After opening the record at 11:30 a.m., the administrative law judge ("ALJ") attempted to reach Respondent Yetim at 11:45 a.m. at the telephone number he provided in the message left for Mr. Cirrito. Tr. at 9-10. There was no answer, and the ALJ then telephoned Respondent at two telephone numbers that appeared on the Facility's Registration Application for Storage of Flammable/Combustible Liquids, submitted to the County of Nassau (Exhibit 11B). Tr. at 11. There was no answer at either number, and the ALJ left a message directing Respondent to call the telephone extension of the hearing room. Tr. at 10.

The testimony of Department Staff's witnesses proceeded, and during a recess in the proceedings, the ALJ requested that Mr. Cirrito and Ms. Salafrio retrieve any new answering machine messages in the event Respondent Yetim had attempted to contact either of them. Ms. Salafrio received a message from Respondent Yetim, and the ALJ was able to reach Respondent Yetim on the telephone in the hearing room. Tr. at 50-54. Respondent Yetim was advised that the hearing was proceeding in his absence, and he stated that he could not attend because his attorney was unable to appear. Id. The ALJ requested the attorney's name and telephone number. Tr. at 51-52. Respondent Yetim stated that he would call his lawyer, and then call the number of the hearing room. Tr. at 52. Mr. Conlon then attempted to reach the attorney at the number provided, and the attorney's office stated that the attorney was not in the office. Tr. at 53.

*Task list*:
1. Which people does the hearing excerpt name?
2. Carry on the hearing excerpt, starting after its last sentence.
The pointing rows are separate material and have no connection to the hearing excerpt.

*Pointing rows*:
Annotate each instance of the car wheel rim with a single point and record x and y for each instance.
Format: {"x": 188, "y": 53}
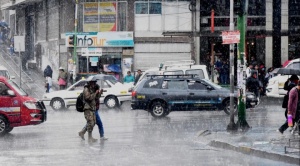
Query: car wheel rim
{"x": 158, "y": 110}
{"x": 111, "y": 103}
{"x": 57, "y": 104}
{"x": 2, "y": 126}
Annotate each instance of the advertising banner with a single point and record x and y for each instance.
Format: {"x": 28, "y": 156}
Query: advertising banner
{"x": 90, "y": 18}
{"x": 101, "y": 39}
{"x": 99, "y": 17}
{"x": 107, "y": 12}
{"x": 230, "y": 37}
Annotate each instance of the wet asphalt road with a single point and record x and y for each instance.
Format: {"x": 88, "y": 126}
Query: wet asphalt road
{"x": 135, "y": 138}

*Answers given*:
1. Yetim, Cirrito, Salafrio, Conlon

2.
At the conclusion of the testimony, the telephone rang in the hearing room. Tr. at 67. Respondent Yetim was calling. The ALJ returned the phone call so that the speaker phone could be used. Respondent Yetim stated that he was unable to reach his attorney. Tr. at 67-68. The ALJ advised Respondent Yetim that the testimony of Department Staff's witnesses had been completed, and Respondent Yetim reiterated that he was not able to attend without his attorney. Tr. at 68. The ALJ then told Respondent Yetim to contact Mr. Owens if he wished to discuss the matter further, and Mr. Owens provided his telephone number. Tr. at 68-69. Finally, the ALJ told Respondent Yetim to have his attorney call her as soon as Respondent Yetim was able to speak with him. Tr. at 69.

No telephone calls were received during the hearing from the attorney that Respondent Yetim said that he had retained. Counsel for Department Staff advised that they had spoken several times with the individual Respondent Yetim identified as his attorney, and that individual did not state that he represented Respondents. Tr. at 72-74. Counsel stated further that every e-mail sent to the attorney included as an attachment the summary abatement order with the date of the hearing. Tr. at 73. According to counsel, Department Staff was never contacted with any request for an adjournment. Id. At the conclusion of the hearing, the ALJ and counsel for Department Staff checked their voicemailboxes to see if any message had been left by the attorney Respondent Yetim identified, and there were no such messages. Tr. at 74-75. As of the date of this hearing report, the attorney has not contacted the ALJ. In response to an inquiry by the ALJ on March 18, 2009, counsel for Department Staff advised that they had not been contacted by the attorney.

Respondents were duly notified of the hearing, and failed to appear. No appearance has been entered by any attorney on behalf of Respondents. Accordingly, Respondents have waived their right to a hearing in this matter. The remainder of this hearing report provides further detail as to the testimony and evidence offered at the hearing, and concludes that the Commissioner's summary abatement order should be continued.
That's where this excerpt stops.